◆ **DOCUMENT TEXT**:

## begin

Ποιειν Και Πραττειν - create and do



The Network of European Cities of Culture and Cultural Months, which encompasses people from almost every European country, from very diverse political, social and cultural backgrounds has since its very beginning been a forum for open debate and for fruitful exchanges of information and contact. It is thus only natural that the ECCM should conceive a project like "A Day for Culture - Freedom of Expression and Dialogue." And this especially in a year which is known for its celebrations and prestigious events. In this beginning of a new millennium, we wanted to think of those artists that had not always been allowed to speak, to draw, to paint, to perform, to compose, to write...We wanted to dedicate a thought to those who in most of our countries had to make the sacrifice of their physical and/or intellectual freedom to ease the way for those who were to follow them. We want to think of those who raised their voices, pens, paintbrushes, musical instruments against oppression and torture, against persecution and dictatorship.

An impressive number of European cities have answered positively to the project conceived by Athens, the first Cultural Capital of Europe in 1985. Luxembourg, European City of Culture in 1995, is one of them.



Luxembourg - small with 400.000 inhabitants, but unique, since on this small territory people from over 140 nations live peacefully together - has for years been a place of refuge and welcome for artists of all fields of expression that were persecuted in their own country.

Thus the renowned French author Victor Hugo spent many years of his rich life in Vianden, a small town in the north of Luxembourg, where he escaped the narrowmindedness of his country. This year, a book "Victor Hugo, l'Europeen" will be published to honor this writer who had fought all his life against death penalty and for the freedom of expression, a freedom which he himself did not always have.

Shortly before World War II, German artists that were not allowed to perform in Germany anymore, found stages and a faithful public in Luxembourg. Among them was Erika Mann, the daughter of Thomas Mann, an actress and a writer herself.

But also in times of peace, there were Luxembourgers that fought for a better understanding between nations. Aline Mayerisch-de-Saint-Hubert, the wife of a rich steel magnate, welcomed in her home Andre Gide and Ernst Robert Curtius, to quote only one example of French and German intellectuals who confronted each ogther in peaceful intellectual challenges in the period between the Two World Wars. While Aline Mayrisch succeeded in creating a platform of intellectual exchange and creativity between intellectuals and artists from not only Germany and France, but from all over Europe, her husband Emile Mayrisch was already in the early twenties fighting for an idea Luxembourg born Robert Schuman was to finalise after the second World War.

The event of May 5, 2000 initiated by the ECCM Network, will coincide with the "Journees de l'Europe", large celebrations of the 50th anniversary of the Schuman declaration. On May 9, 1950 Robert Schuman announced the concept of the European Community of Coal and Steel, which, starting out in two limited sectors between six countries, was to become the great European Union we have today.


A Play



Guy Rewenig, a renowned contemporary author of novels, plays and children's books, has accepted to write a play about the lack of dialogue and exclusion, about differences and the difficulties to live and to accept them. He calls his play a "turbulence" which will be performed by the ensemble "Peffermill(ch)en", directed by Charles Muller, Professor at the "Staatliche Hochschule für Musik und darstellende Kunst" in Stuttgart. This project, which is especially conceived for a public of young people, is part of the official program of the "Mission 2000" of the Luxembourg government and under the patronage of HRH the Grand-Duke of Luxembourg.

## end

◆ **DATA SHOWN**:
## begin

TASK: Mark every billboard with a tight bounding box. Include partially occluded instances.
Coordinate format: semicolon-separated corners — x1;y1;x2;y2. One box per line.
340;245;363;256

## end

◆ **PROBLEMS AND TASKS**:
1/ Repeat the part of the Day for Culture text that opens with the words containing "Thus the renowned" and closes with "not always have.".
2/ Write the next part of the Day for Culture text, starting after its last sentence.
You can do without the lines above.

◆ **PER-TASK ANSWERS**:
1/
Thus the renowned French author Victor Hugo spent many years of his rich life in Vianden, a small town in the north of Luxembourg, where he escaped the narrowmindedness of his country. This year, a book "Victor Hugo, l'Europeen" will be published to honor this writer who had fought all his life against death penalty and for the freedom of expression, a freedom which he himself did not always have.

2/
Performances: May 3, 5, 6, 18, 19 and 21 2000 at 8.30 pm at the "Kasemattentheater" in Luxembourg (14, rue du Puits, Tel. 00352 - 29 12 81)


2 Exhibitions



On May 5, 2000 the Luxembourg Museum for City History will open a major exhibitio about witchcraft. Although this event had been scheduled and prepared a long time ago, we are very hppay that its opening coincides with the 'Day of Culture' project. Under the title "Incubi Succubi - Witches and their henchmen up to our times" the museum will present an international exhibition about those women, men and children who in the 16th and 17th century had to burn because people thought they were different. There is so little difference between a poor hunchback woman of the 17th century Nürnberg, a brilliant and stubborn Giordano Bruno whose ashes were blown over the Campo dei Fiori in Rome and a person who is raped to death because he or she has the wrong colour, the wrong religion, the wrong gender. Or who was perhaps just some place at the wrong time.

Prestigious international museums (Kunsthistorisches Museum Wien, Musee des Beaux Arts from Dijon, Musee des Arts et Traditions Populaires from Paris, the Staatliche Museum from Berlin, the Rijksmuseum Amsterdam and the Prado) have contributed to this exhibition.

Musee d'Histoire de la Ville de Luxembourg

14, rue du Saint-Esprit

L - 2090 Luxembourg

Tel. 00352 - 4796-3061



During the 5th of May-Project, Luxembourg will host another innovative and important exhibition the theme of which is also directly related to dialogue and freedom of expression. In "Un voýage pas comme" visitors get through multimedia and role swapping a perfect impression of the life of the refugees. A three dimensional decor will take them into a slum, a refugee camp, a prison, a house destroyed by war. Having chose a character, the visitor will be confronted to his or her destiny, treatment inflicted by army, police, official authorities, his or her arrival in an unknown country, alone and poor. Indifference to other people's suffering is also a lack of dialogue and adds "just another brick in the wall."

Rontone de Bonnevoie, rue de Bonnevoie, Luxembourg

From March 21 to July 2, 2000


2 Publications



This spring, that is dedicated to freedom of expression and dialogue, a book will be published about Victor Hugo, this world famous French author who found a temporary home in Luxembourg, when he was persecuted for his writings and opinions. Frank Wilhelm, a renowned Hugo-specialist, has dedicated his work to Hugo's notion about the "United States of Europe", a concept he mentioned first in a letter written from Luxembourg in 1871. In the context of the 50th anniversary of the Schuman-Declaration (May 9, 1950), it is interesting to see how visionary Hugo was who wanted a "European union made of sister nations with emancipated citizens". As a committed pacifist who fought constantly for the abolition of the death penalty, Victor Hugo is the perfect illustration of this tolerant and foreseeing humanism that should prevail in a Europe of citizens.



Robert Gregoire, a Frenchman who has opted for Luxembourg as his definite home, was as a representative of the trade union "Force Ouvriere" member of the "High Authority" of the European Community for Coal and Steel. After having moved to Brussels, he became Cabinet Chief of the Presidents Thorn and Delors and is now one of the very few hononary Directors of the European Community. In 1972 already, Robert Gregoire, who was very much involved in theatre, has pleaded for a cultural Europe and so it is not astonishing that Melina Mercouri relied on his commitment and help when she developed the concept of the "European Capitals of Culture".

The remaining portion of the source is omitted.